*Task requirements*: Starting at the first line of the material below, retype each line exactly until you reach the line with "TARGET = sandy ground", which is also included; pictures stay out.

*Extracted data*:
--- START ---
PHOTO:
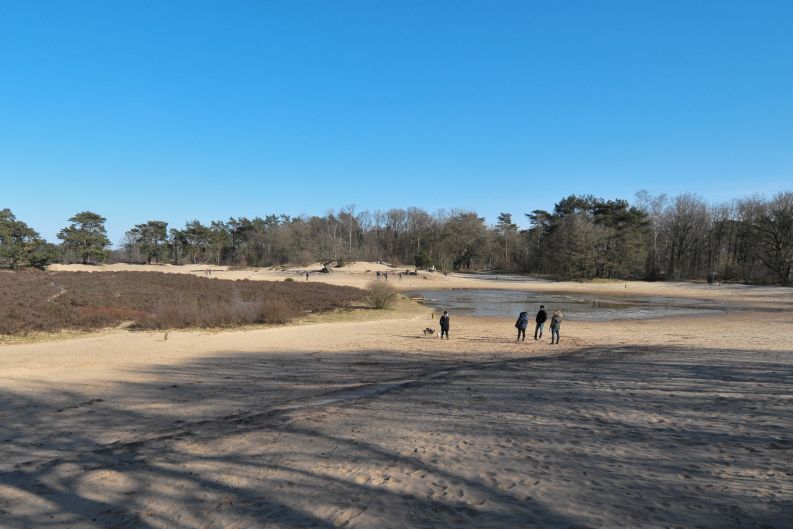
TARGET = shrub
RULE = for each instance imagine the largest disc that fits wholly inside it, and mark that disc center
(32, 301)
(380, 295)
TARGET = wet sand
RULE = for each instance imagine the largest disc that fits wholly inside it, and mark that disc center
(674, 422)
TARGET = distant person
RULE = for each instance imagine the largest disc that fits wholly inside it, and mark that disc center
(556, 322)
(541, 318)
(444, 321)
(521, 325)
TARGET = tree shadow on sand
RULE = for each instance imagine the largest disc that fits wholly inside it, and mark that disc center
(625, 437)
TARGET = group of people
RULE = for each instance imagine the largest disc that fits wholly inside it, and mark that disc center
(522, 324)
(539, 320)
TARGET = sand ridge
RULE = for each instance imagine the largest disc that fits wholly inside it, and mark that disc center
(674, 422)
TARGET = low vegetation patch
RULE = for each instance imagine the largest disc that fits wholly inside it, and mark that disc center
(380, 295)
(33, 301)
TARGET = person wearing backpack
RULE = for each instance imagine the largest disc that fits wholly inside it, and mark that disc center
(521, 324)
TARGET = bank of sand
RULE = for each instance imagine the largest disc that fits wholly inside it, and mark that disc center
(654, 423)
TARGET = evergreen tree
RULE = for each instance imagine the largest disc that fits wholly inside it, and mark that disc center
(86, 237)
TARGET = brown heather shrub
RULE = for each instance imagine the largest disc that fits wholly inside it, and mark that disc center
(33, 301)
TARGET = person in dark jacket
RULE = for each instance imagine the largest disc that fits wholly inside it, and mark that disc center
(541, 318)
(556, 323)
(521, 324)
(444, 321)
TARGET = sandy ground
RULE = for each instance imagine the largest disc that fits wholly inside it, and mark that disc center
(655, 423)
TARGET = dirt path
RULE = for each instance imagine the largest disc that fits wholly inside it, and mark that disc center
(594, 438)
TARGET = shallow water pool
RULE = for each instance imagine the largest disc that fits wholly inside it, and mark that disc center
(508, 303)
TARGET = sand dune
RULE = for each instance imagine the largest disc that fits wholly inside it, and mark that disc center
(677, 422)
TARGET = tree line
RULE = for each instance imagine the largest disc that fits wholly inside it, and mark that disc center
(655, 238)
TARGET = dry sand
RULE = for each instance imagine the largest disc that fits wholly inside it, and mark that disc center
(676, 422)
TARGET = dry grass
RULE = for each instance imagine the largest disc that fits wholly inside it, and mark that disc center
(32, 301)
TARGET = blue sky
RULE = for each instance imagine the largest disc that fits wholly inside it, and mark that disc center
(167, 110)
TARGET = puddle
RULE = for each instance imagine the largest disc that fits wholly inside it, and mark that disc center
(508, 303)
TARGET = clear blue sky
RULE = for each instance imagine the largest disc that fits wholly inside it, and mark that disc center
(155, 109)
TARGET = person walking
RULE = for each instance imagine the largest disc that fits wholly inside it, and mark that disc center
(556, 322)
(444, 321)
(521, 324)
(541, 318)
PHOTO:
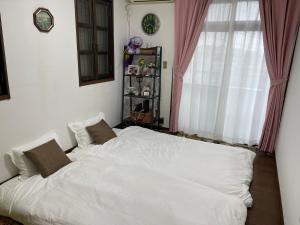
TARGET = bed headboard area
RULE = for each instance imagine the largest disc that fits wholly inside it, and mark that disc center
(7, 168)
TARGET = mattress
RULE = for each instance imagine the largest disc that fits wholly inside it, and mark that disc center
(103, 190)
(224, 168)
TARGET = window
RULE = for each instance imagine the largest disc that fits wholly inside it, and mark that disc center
--- END ---
*Reply to the exercise*:
PHOTO:
TARGET = shrub
RULE = for each instance imagine the largest disc that fits wholly inside it, and mark that disc center
(32, 301)
(380, 295)
TARGET = wet sand
RULE = for each instance imagine the largest disc that fits wholly inside it, and mark that disc center
(674, 422)
TARGET = distant person
RULE = for each instance imagine the largest disc that fits wholly inside it, and mark that disc center
(556, 322)
(541, 318)
(444, 321)
(521, 325)
TARGET = tree shadow on sand
RULE = for each instance imagine the largest disc that fits wholly inside it, and mark that disc center
(625, 437)
TARGET = group of people
RULE = for each instance imagine the largest disc that fits wholly inside it, and mark that disc center
(522, 324)
(539, 320)
TARGET = sand ridge
RULE = for each instance imagine the largest disc that fits wholly inside it, and mark that disc center
(674, 422)
TARGET = low vegetation patch
RULE = for each instance imagine the largest disc that fits wholly inside it, and mark that disc center
(380, 295)
(33, 301)
TARGET = person wearing backpack
RULE = for each instance imagine the largest disc that fits wholly inside it, and mark that disc center
(521, 324)
TARGET = bank of sand
RULE = for each instance imagine the largest disc that fits wholly inside it, and mark that disc center
(654, 423)
TARGET = evergreen tree
RULE = for each instance imagine the largest disc that fits wholly inside it, and mark that disc center
(86, 237)
TARGET = brown heather shrub
RULE = for each instance imagine the largest disc that fits wholly inside it, and mark that disc center
(33, 301)
TARGET = person in dark jacket
RULE = for each instance imagine the largest disc that fits wholly inside it, and mark that disc center
(541, 318)
(556, 323)
(521, 324)
(444, 321)
TARGET = sandy ground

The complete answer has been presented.